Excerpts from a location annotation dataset
=-=-=-=-=

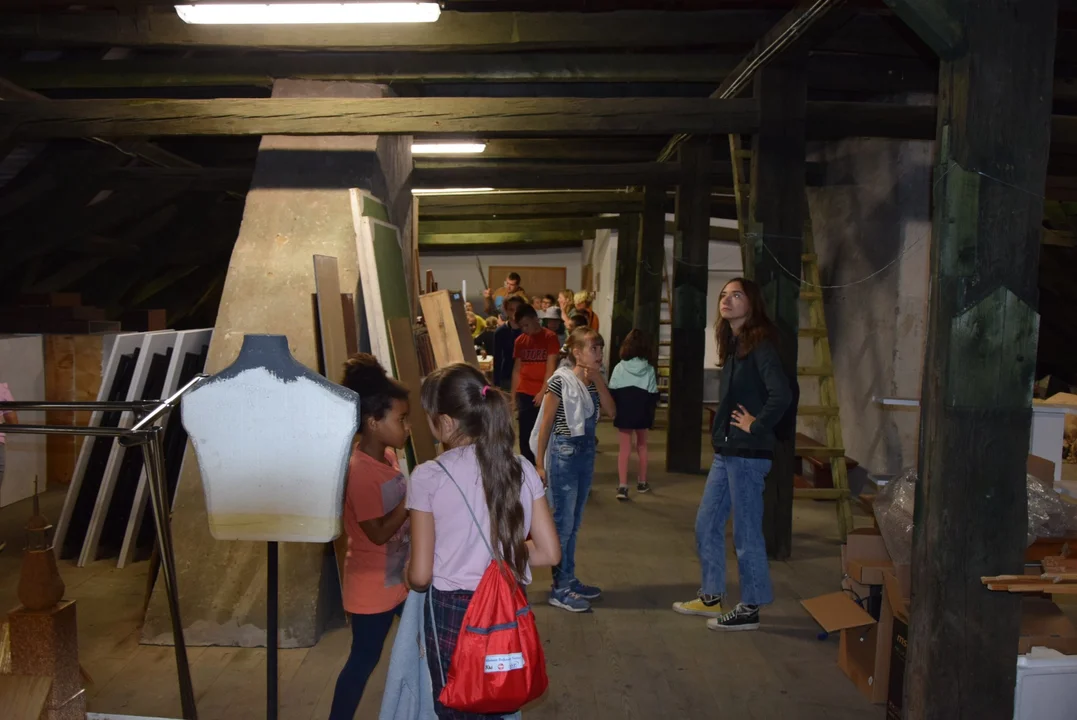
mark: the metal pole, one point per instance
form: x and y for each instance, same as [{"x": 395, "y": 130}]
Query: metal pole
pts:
[
  {"x": 152, "y": 440},
  {"x": 271, "y": 634},
  {"x": 166, "y": 405},
  {"x": 158, "y": 499}
]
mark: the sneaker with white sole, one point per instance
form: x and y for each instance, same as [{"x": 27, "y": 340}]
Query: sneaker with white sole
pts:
[
  {"x": 587, "y": 592},
  {"x": 742, "y": 617},
  {"x": 704, "y": 606},
  {"x": 564, "y": 598}
]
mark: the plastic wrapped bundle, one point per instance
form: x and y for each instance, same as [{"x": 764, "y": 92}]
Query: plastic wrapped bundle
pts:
[
  {"x": 893, "y": 510},
  {"x": 1048, "y": 514}
]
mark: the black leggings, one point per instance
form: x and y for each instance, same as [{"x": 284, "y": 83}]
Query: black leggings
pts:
[
  {"x": 529, "y": 413},
  {"x": 368, "y": 633}
]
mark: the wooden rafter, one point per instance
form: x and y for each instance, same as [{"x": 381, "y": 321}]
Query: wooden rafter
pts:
[
  {"x": 527, "y": 205},
  {"x": 260, "y": 70},
  {"x": 143, "y": 150},
  {"x": 439, "y": 116},
  {"x": 513, "y": 239},
  {"x": 234, "y": 116},
  {"x": 556, "y": 177},
  {"x": 516, "y": 225},
  {"x": 791, "y": 30},
  {"x": 453, "y": 31}
]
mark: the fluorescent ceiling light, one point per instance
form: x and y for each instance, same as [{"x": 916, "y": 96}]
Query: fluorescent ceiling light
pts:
[
  {"x": 308, "y": 13},
  {"x": 447, "y": 147},
  {"x": 450, "y": 191}
]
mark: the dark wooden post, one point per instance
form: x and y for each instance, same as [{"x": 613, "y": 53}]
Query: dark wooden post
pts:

=-=-=-=-=

Please rename "Query" to "Target" everywhere in the material and reproduce it otherwise unchanged, leaving out the pictures.

EXERCISE OUTPUT:
mark: the metal pole, one point per instance
form: x and y for each instance, same as [{"x": 395, "y": 130}]
Target: metal pole
pts:
[
  {"x": 152, "y": 440},
  {"x": 271, "y": 634},
  {"x": 166, "y": 405},
  {"x": 158, "y": 499}
]
mark: the sneaker with white sole, one point per instance
form: x and y for each instance, same as [{"x": 27, "y": 340}]
Target: sneaker with white sole
pts:
[
  {"x": 587, "y": 592},
  {"x": 742, "y": 617},
  {"x": 704, "y": 606},
  {"x": 564, "y": 598}
]
mark: the plastic wrapped bundle, one point per instance
form: x and y for each instance, same as [{"x": 764, "y": 92}]
Target: plastic wrapped bundle
pts:
[
  {"x": 893, "y": 510},
  {"x": 1048, "y": 514}
]
mark: the black leggings, one point per instance
form: x and y for each instance, same as [{"x": 284, "y": 83}]
Target: black leggings
pts:
[
  {"x": 529, "y": 413},
  {"x": 368, "y": 633}
]
mark: the wooden rafter, one point per instance
form: x and y for each instance, same as [{"x": 381, "y": 321}]
Target: wooden rafter
pts:
[
  {"x": 527, "y": 205},
  {"x": 260, "y": 70},
  {"x": 143, "y": 150},
  {"x": 439, "y": 116},
  {"x": 513, "y": 239},
  {"x": 234, "y": 116},
  {"x": 556, "y": 177},
  {"x": 516, "y": 225},
  {"x": 791, "y": 30},
  {"x": 453, "y": 31}
]
mark: the fluorescent ceiling light, one point per instance
form: x and y for each instance, same as [{"x": 916, "y": 96}]
Target: fluorescent ceiling light
pts:
[
  {"x": 308, "y": 13},
  {"x": 447, "y": 147},
  {"x": 450, "y": 191}
]
mark: the dark wooden post, one point per instance
form: x and y for each instance, same as [{"x": 613, "y": 53}]
Target: dark wooden post
pts:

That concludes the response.